## STATED EXERCISE:
What do the lines from the one containing "Mark the countertop" through the end of the entries say? Quote them exactly, and only them.

## Records of labeled points:
★ ★ ★ ★

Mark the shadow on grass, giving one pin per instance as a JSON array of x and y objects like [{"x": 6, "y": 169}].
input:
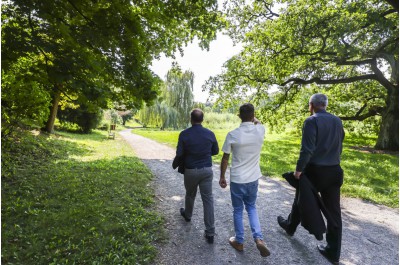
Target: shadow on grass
[{"x": 60, "y": 210}]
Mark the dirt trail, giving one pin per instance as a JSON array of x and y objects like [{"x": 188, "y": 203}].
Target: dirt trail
[{"x": 370, "y": 232}]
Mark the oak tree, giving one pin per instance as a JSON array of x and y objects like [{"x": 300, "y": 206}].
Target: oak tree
[{"x": 346, "y": 48}]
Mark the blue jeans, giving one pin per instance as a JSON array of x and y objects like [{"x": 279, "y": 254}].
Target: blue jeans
[{"x": 245, "y": 195}]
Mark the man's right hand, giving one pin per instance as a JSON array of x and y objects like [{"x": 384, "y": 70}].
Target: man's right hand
[{"x": 222, "y": 183}]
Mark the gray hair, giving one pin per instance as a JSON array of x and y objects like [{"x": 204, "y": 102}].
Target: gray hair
[{"x": 319, "y": 100}]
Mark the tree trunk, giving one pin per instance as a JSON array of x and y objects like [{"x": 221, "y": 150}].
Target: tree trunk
[
  {"x": 388, "y": 138},
  {"x": 53, "y": 111}
]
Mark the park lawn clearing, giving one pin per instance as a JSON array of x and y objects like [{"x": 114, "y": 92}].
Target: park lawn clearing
[
  {"x": 369, "y": 176},
  {"x": 76, "y": 199}
]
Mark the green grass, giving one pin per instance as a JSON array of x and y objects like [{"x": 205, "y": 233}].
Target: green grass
[
  {"x": 76, "y": 199},
  {"x": 369, "y": 176}
]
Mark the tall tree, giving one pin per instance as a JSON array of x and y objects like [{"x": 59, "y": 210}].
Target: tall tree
[
  {"x": 337, "y": 45},
  {"x": 101, "y": 50},
  {"x": 172, "y": 108}
]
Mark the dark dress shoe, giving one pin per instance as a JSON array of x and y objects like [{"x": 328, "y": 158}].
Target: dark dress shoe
[
  {"x": 210, "y": 239},
  {"x": 182, "y": 211},
  {"x": 283, "y": 223},
  {"x": 325, "y": 252}
]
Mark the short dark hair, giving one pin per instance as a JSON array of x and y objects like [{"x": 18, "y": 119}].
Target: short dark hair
[
  {"x": 197, "y": 115},
  {"x": 246, "y": 112},
  {"x": 319, "y": 101}
]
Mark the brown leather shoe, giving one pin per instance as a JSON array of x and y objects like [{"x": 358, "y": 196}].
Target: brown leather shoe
[
  {"x": 235, "y": 244},
  {"x": 264, "y": 252}
]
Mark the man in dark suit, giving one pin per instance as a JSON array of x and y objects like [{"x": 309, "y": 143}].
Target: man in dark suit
[
  {"x": 319, "y": 160},
  {"x": 195, "y": 147}
]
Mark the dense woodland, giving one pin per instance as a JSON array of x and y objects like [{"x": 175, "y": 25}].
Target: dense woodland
[{"x": 69, "y": 61}]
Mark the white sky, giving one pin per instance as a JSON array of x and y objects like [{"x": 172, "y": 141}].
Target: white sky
[{"x": 201, "y": 62}]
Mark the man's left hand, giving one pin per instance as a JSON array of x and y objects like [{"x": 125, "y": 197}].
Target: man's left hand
[{"x": 297, "y": 174}]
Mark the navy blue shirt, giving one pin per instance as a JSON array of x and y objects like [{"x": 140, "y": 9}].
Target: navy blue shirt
[
  {"x": 322, "y": 139},
  {"x": 197, "y": 144}
]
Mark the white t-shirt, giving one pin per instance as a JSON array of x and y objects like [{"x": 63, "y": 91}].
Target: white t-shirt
[{"x": 245, "y": 145}]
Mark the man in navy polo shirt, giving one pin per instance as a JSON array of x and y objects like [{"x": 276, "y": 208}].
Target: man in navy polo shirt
[{"x": 195, "y": 147}]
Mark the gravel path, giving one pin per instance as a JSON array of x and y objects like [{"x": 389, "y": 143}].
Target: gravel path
[{"x": 370, "y": 232}]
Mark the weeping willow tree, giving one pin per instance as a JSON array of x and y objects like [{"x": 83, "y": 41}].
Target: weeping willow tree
[{"x": 172, "y": 108}]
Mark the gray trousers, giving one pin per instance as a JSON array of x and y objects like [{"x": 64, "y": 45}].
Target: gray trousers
[{"x": 201, "y": 178}]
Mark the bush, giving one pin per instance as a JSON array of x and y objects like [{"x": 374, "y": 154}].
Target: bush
[{"x": 87, "y": 119}]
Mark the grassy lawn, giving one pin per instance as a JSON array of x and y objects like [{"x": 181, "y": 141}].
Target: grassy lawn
[
  {"x": 76, "y": 199},
  {"x": 370, "y": 176}
]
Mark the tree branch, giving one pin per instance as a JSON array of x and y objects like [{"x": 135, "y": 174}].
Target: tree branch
[
  {"x": 318, "y": 80},
  {"x": 77, "y": 10},
  {"x": 372, "y": 112}
]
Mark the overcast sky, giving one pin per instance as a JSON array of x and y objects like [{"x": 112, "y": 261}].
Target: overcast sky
[{"x": 202, "y": 63}]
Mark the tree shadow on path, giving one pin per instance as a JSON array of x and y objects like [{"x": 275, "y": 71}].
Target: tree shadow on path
[{"x": 370, "y": 232}]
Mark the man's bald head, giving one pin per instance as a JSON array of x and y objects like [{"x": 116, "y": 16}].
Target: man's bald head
[{"x": 196, "y": 116}]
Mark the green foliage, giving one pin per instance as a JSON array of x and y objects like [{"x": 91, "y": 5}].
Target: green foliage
[
  {"x": 24, "y": 98},
  {"x": 216, "y": 121},
  {"x": 368, "y": 175},
  {"x": 172, "y": 108},
  {"x": 76, "y": 199},
  {"x": 347, "y": 49},
  {"x": 87, "y": 118},
  {"x": 101, "y": 51},
  {"x": 126, "y": 115}
]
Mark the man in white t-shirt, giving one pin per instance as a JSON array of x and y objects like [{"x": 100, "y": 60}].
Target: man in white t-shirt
[{"x": 244, "y": 143}]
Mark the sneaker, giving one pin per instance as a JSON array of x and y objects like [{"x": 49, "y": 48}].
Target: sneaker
[
  {"x": 182, "y": 211},
  {"x": 235, "y": 244},
  {"x": 283, "y": 223},
  {"x": 210, "y": 239},
  {"x": 264, "y": 252}
]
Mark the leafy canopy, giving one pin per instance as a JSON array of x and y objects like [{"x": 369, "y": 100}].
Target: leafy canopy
[
  {"x": 347, "y": 48},
  {"x": 100, "y": 51}
]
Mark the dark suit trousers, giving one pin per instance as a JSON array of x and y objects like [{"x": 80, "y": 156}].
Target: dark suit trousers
[{"x": 327, "y": 180}]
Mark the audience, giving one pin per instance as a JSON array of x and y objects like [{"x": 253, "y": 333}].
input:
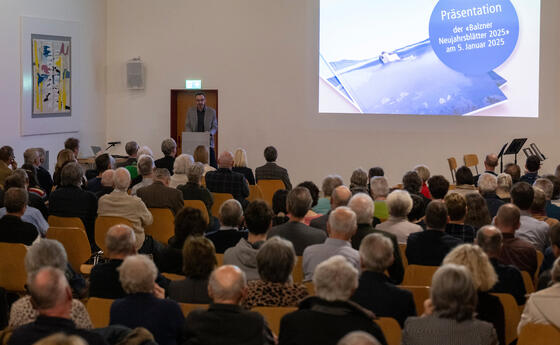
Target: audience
[
  {"x": 510, "y": 281},
  {"x": 457, "y": 209},
  {"x": 145, "y": 304},
  {"x": 297, "y": 204},
  {"x": 44, "y": 254},
  {"x": 271, "y": 170},
  {"x": 275, "y": 262},
  {"x": 258, "y": 218},
  {"x": 489, "y": 307},
  {"x": 328, "y": 316},
  {"x": 375, "y": 290},
  {"x": 159, "y": 194},
  {"x": 450, "y": 315},
  {"x": 515, "y": 251},
  {"x": 399, "y": 204},
  {"x": 429, "y": 247},
  {"x": 224, "y": 180},
  {"x": 530, "y": 229},
  {"x": 227, "y": 288},
  {"x": 169, "y": 150},
  {"x": 363, "y": 206},
  {"x": 240, "y": 165},
  {"x": 52, "y": 298},
  {"x": 341, "y": 227}
]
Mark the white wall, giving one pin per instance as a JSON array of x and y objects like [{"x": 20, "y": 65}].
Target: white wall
[
  {"x": 262, "y": 56},
  {"x": 91, "y": 14}
]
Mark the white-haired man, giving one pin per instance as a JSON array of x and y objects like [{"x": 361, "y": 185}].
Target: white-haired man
[
  {"x": 341, "y": 227},
  {"x": 227, "y": 287},
  {"x": 329, "y": 316}
]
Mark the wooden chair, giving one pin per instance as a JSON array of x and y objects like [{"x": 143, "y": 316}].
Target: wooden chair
[
  {"x": 420, "y": 294},
  {"x": 219, "y": 199},
  {"x": 102, "y": 225},
  {"x": 269, "y": 187},
  {"x": 163, "y": 226},
  {"x": 188, "y": 307},
  {"x": 273, "y": 315},
  {"x": 391, "y": 330},
  {"x": 452, "y": 167},
  {"x": 75, "y": 243},
  {"x": 99, "y": 310},
  {"x": 255, "y": 193},
  {"x": 471, "y": 160},
  {"x": 511, "y": 315},
  {"x": 537, "y": 334},
  {"x": 418, "y": 275},
  {"x": 199, "y": 205},
  {"x": 12, "y": 270}
]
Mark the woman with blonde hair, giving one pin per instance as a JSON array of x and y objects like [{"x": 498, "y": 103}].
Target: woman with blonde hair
[
  {"x": 489, "y": 308},
  {"x": 240, "y": 165}
]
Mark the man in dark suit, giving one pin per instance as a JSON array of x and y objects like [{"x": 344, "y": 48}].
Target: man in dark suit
[
  {"x": 339, "y": 197},
  {"x": 159, "y": 194},
  {"x": 375, "y": 291},
  {"x": 203, "y": 119},
  {"x": 510, "y": 281},
  {"x": 224, "y": 180},
  {"x": 429, "y": 247},
  {"x": 271, "y": 170},
  {"x": 297, "y": 204},
  {"x": 227, "y": 287},
  {"x": 169, "y": 149}
]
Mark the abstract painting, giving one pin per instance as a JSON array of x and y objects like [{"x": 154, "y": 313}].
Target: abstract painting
[{"x": 52, "y": 73}]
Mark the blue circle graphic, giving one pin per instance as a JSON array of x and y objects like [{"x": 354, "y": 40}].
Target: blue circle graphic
[{"x": 475, "y": 36}]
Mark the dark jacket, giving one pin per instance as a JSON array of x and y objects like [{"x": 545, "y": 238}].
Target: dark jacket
[
  {"x": 376, "y": 293},
  {"x": 318, "y": 321}
]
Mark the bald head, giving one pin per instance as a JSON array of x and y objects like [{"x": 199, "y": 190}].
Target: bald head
[
  {"x": 507, "y": 219},
  {"x": 225, "y": 160},
  {"x": 227, "y": 285},
  {"x": 340, "y": 196}
]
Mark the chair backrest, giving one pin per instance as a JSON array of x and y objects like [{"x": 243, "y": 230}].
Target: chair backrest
[
  {"x": 102, "y": 225},
  {"x": 255, "y": 193},
  {"x": 186, "y": 308},
  {"x": 538, "y": 334},
  {"x": 99, "y": 310},
  {"x": 273, "y": 315},
  {"x": 163, "y": 226},
  {"x": 75, "y": 243},
  {"x": 269, "y": 187},
  {"x": 418, "y": 275},
  {"x": 452, "y": 167},
  {"x": 199, "y": 205},
  {"x": 297, "y": 272},
  {"x": 12, "y": 269},
  {"x": 420, "y": 294},
  {"x": 391, "y": 330},
  {"x": 219, "y": 199},
  {"x": 511, "y": 315}
]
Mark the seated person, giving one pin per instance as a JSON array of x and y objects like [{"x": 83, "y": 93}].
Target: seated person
[
  {"x": 227, "y": 236},
  {"x": 275, "y": 263},
  {"x": 199, "y": 260},
  {"x": 52, "y": 298},
  {"x": 145, "y": 304},
  {"x": 375, "y": 291},
  {"x": 227, "y": 287},
  {"x": 328, "y": 316},
  {"x": 258, "y": 218},
  {"x": 159, "y": 194}
]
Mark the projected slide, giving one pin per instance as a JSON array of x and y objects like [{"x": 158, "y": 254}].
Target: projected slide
[{"x": 429, "y": 57}]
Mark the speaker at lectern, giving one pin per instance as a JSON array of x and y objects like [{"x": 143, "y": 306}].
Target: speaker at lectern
[{"x": 193, "y": 139}]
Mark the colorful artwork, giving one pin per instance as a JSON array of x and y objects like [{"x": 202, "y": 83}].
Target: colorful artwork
[{"x": 51, "y": 65}]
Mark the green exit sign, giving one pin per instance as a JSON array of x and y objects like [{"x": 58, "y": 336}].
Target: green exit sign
[{"x": 193, "y": 84}]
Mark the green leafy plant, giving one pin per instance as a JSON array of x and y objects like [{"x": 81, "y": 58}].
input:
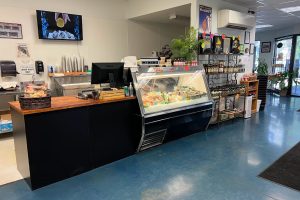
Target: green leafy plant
[
  {"x": 281, "y": 79},
  {"x": 262, "y": 68},
  {"x": 186, "y": 46}
]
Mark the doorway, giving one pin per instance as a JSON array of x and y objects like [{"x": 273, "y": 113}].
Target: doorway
[{"x": 296, "y": 72}]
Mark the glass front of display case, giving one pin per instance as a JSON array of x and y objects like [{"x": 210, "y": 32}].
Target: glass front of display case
[{"x": 168, "y": 88}]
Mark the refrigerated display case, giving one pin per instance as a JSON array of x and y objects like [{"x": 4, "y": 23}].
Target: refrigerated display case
[{"x": 174, "y": 102}]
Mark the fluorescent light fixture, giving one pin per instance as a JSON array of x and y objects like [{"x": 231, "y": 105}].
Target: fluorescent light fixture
[
  {"x": 290, "y": 9},
  {"x": 263, "y": 26}
]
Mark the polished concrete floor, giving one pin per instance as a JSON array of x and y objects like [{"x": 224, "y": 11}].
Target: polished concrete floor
[
  {"x": 222, "y": 163},
  {"x": 8, "y": 165}
]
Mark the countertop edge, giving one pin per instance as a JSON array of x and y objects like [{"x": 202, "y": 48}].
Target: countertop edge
[{"x": 84, "y": 103}]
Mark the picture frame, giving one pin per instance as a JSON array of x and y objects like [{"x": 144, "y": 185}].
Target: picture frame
[
  {"x": 247, "y": 38},
  {"x": 235, "y": 44},
  {"x": 11, "y": 30},
  {"x": 242, "y": 48},
  {"x": 205, "y": 19},
  {"x": 246, "y": 49},
  {"x": 207, "y": 47},
  {"x": 218, "y": 44},
  {"x": 251, "y": 49},
  {"x": 266, "y": 47},
  {"x": 227, "y": 45}
]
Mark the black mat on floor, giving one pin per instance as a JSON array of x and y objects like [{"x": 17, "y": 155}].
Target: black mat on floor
[{"x": 286, "y": 170}]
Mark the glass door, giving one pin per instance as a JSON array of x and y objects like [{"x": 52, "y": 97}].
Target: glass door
[
  {"x": 282, "y": 58},
  {"x": 296, "y": 79}
]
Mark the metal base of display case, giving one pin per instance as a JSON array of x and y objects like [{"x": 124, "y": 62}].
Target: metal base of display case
[{"x": 157, "y": 130}]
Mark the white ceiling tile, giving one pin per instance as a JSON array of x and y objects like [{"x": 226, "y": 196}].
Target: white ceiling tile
[{"x": 267, "y": 11}]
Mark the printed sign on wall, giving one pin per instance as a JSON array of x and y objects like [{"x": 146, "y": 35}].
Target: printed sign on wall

★ ★ ★ ★

## TASK RESULT:
Mark the countertop edge, giving one pin per instance as a JSON array of x and y objects like [{"x": 202, "y": 48}].
Target: countertop edge
[{"x": 84, "y": 103}]
Mark the picture frame, giving one pin per instance as a JSON array of x and y objects like [{"x": 144, "y": 185}].
Target: picture frame
[
  {"x": 247, "y": 38},
  {"x": 235, "y": 44},
  {"x": 11, "y": 30},
  {"x": 242, "y": 48},
  {"x": 205, "y": 19},
  {"x": 246, "y": 49},
  {"x": 207, "y": 47},
  {"x": 218, "y": 44},
  {"x": 251, "y": 49},
  {"x": 266, "y": 47},
  {"x": 227, "y": 45}
]
Mark the black mat on floor, giving one pin per instance as a JSON array of x and y objects like [{"x": 17, "y": 155}].
Target: black mat on floor
[{"x": 286, "y": 170}]
Mark the glass door, giving one pin per instance as a JSON array of x and y objects like [{"x": 52, "y": 97}].
Target: glass door
[
  {"x": 282, "y": 58},
  {"x": 296, "y": 79}
]
Mark the metal base of display case, giving one pin per instance as a JSON array of x and y objects like [{"x": 124, "y": 62}].
Target: metal base of display case
[{"x": 157, "y": 130}]
Mark the white ceiling tile, giving one pin per instance as a JSON array of x and y objects like [{"x": 226, "y": 196}].
Target: white ceiling tile
[{"x": 267, "y": 11}]
Mark the printed sign on wall, giving one pin per instance as a JSON array of x and y objects like [{"x": 146, "y": 35}].
Target: printed sign on wall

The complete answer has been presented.